Set the data down once more, in full and exactly.

Saved entries:
/---
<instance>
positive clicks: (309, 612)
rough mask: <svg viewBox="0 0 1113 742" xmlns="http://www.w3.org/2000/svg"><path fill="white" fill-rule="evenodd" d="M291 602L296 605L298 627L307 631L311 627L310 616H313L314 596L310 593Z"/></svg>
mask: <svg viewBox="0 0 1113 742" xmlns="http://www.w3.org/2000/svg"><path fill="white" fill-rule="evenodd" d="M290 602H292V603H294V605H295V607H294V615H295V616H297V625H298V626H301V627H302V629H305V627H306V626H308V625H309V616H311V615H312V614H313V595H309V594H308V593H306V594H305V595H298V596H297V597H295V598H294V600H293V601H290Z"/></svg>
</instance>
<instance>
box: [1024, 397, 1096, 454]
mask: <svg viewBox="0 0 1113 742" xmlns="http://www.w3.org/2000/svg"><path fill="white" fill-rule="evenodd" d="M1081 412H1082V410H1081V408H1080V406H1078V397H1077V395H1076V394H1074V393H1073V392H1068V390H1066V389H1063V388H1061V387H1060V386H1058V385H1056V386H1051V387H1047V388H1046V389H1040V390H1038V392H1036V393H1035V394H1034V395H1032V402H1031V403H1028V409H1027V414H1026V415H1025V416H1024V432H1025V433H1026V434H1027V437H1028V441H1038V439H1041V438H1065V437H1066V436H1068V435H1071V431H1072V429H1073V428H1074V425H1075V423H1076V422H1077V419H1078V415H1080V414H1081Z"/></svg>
\---
Task response:
<instance>
positive clicks: (309, 612)
rough mask: <svg viewBox="0 0 1113 742" xmlns="http://www.w3.org/2000/svg"><path fill="white" fill-rule="evenodd" d="M291 602L296 605L298 627L307 631L311 627L310 616H313L314 596L310 593Z"/></svg>
mask: <svg viewBox="0 0 1113 742" xmlns="http://www.w3.org/2000/svg"><path fill="white" fill-rule="evenodd" d="M290 602H292V603H294V605H295V607H294V615H295V616H297V625H298V626H301V627H302V629H305V627H306V626H308V625H309V616H311V615H312V614H313V595H309V594H308V593H306V594H305V595H298V596H297V597H295V598H294V600H293V601H290Z"/></svg>
</instance>
<instance>
box: [1024, 397, 1096, 454]
mask: <svg viewBox="0 0 1113 742" xmlns="http://www.w3.org/2000/svg"><path fill="white" fill-rule="evenodd" d="M1081 412H1082V410H1081V408H1080V406H1078V397H1077V395H1076V394H1074V393H1073V392H1068V390H1066V389H1063V388H1061V387H1060V386H1058V385H1056V386H1051V387H1047V388H1046V389H1040V390H1038V392H1036V393H1035V394H1034V395H1032V402H1031V403H1028V409H1027V414H1026V415H1025V416H1024V432H1025V433H1026V434H1027V437H1028V441H1038V439H1041V438H1065V437H1066V436H1068V435H1071V431H1072V429H1073V428H1074V425H1075V423H1076V422H1077V419H1078V415H1080V414H1081Z"/></svg>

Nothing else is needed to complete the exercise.